* _Document extract_:
|Albert Chen, Professor of Physics|
The Mystery of Mars
August 12, 2004
Exploration is part of human nature. On the winds of Enlightenment exhilaration, Magellan, Columbus and a host of others sailed the earth and chartered its seas and landmasses. With equal inspiration, scientists probed the smallest properties in existence to discover protons, neutrons and electrons. Biochemists unraveled some of the human mystery by defining the double helix, and the creative mind has simulated itself in our present age of computers and robotics. Archeologists unpack past civilizations, and oceanographers delve into underwater secrets. And JFK’s speech to the moon, informed by all the history that Galileo spurred forward, summons a whole new era that has spilt human exploration onto all God’s heavens. With the moon behind us, humanity’s hunt to uncover the mysteries of Mars is in full throttle.
With watchful eyes, Mars has loomed as the devilish red star for many civilizations. Mars has never been liked. The Egyptians called him the “Red One” and the Babylonians thought it to be the “Star of Death.” The Greeks named him Ares representing the god of war and blood, and Rome passes the tradition to our age in the name they espoused to him: Mars. Now, examples range from H.G. Wells’ War of the Worlds to the Mars Bar to Marvin the Martian. Mars certainly has staying power, and this is especially true with OBU Professor of Physics Yuan-Liang Albert Chen.

* _Data_:

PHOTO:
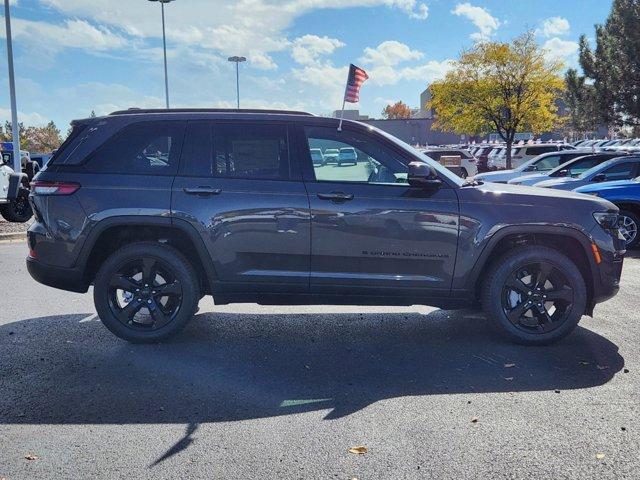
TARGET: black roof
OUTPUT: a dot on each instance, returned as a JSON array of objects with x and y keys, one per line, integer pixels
[{"x": 136, "y": 111}]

* _Study questions_:
[A] Translate this sentence from the Mars article into Spanish: "Archeologists unpack past civilizations, and oceanographers delve into underwater secrets."
[B] In the Mars article, what name did the Greeks give Mars, and what did it represent?
[C] Continue the Mars article from its last sentence.
The listing above is separate material with no connection to the Mars article.

* _Responses to the exercise_:
[A] Los arqueólogos desentrañan civilizaciones pasadas y los oceanógrafos se adentran en secretos submarinos.

[B] The Greeks named it Ares, representing the god of war and blood.

[C]
While a graduate student, Albert began working with NASA’s Johnson Space Center in Houston, Texas. Since coming to OBU in 1986 as a faculty member, he has continued to work with NASA each summer. His projects include working on the new space shuttle main engine diffuser investigation at Stennis Space Center, and fluid dynamics research for the STARS code at NASA Dryden Flight Center. But much of his work has centered on the Mars program, both at Johnson and the Kennedy Space Center in Cape Canaveral, Florida. Albert is excited that Mars has recently experienced renewed interest. “Space exploration (Mars) teaches us to be humble,” he says. “We don’t know everything, and we are not the center of everything going on in the universe. There’s a lot of mystery.”
Humility comes into mind when Albert hesitates to respond to questions of life on Mars, significant amounts of water on Mars, or if there may have been more life in the past. “The orbital parameter is most like Earth’s when you compare it with other planets,” he says. “A Martian day is similar to our 24-hour day, but the year is twice as long. There is some gravity but its measures only about 37.7 percent compared to Earth. There is some air pressure but Earth is 760 mb and Mars is only 6.9. There is much to be researched before we’ll have definitive answers about Mars and what may have happened, if anything, on the planet.”
Albert is hopeful that people will physically make it onto the Mars surface someday, although there are a number of challenges. “With the current technology the flight would take six months to arrive at Mars and the mission would be limited by when the orbit of Mars is closest to the earth,” he says. “That means the mission would be limited to two weeks or last as long as six months. Either way, there is a six-month flight back. That amount of time in space is problematic.”
Specifically, Albert is concerned with the dust on Mars and the characteristics of the dust. “There’s a high concentration,” he says. “It is a different size and mass. One of the other problems is the extensive dust storms that flair up, and we have very little knowledge when and why these storms take place.” While at the Kennedy Space Center, Albert conducted the research on the dust that can cause problems of build-up on solar panels, as well as other dust-related hazards, including charges that can come from the particles.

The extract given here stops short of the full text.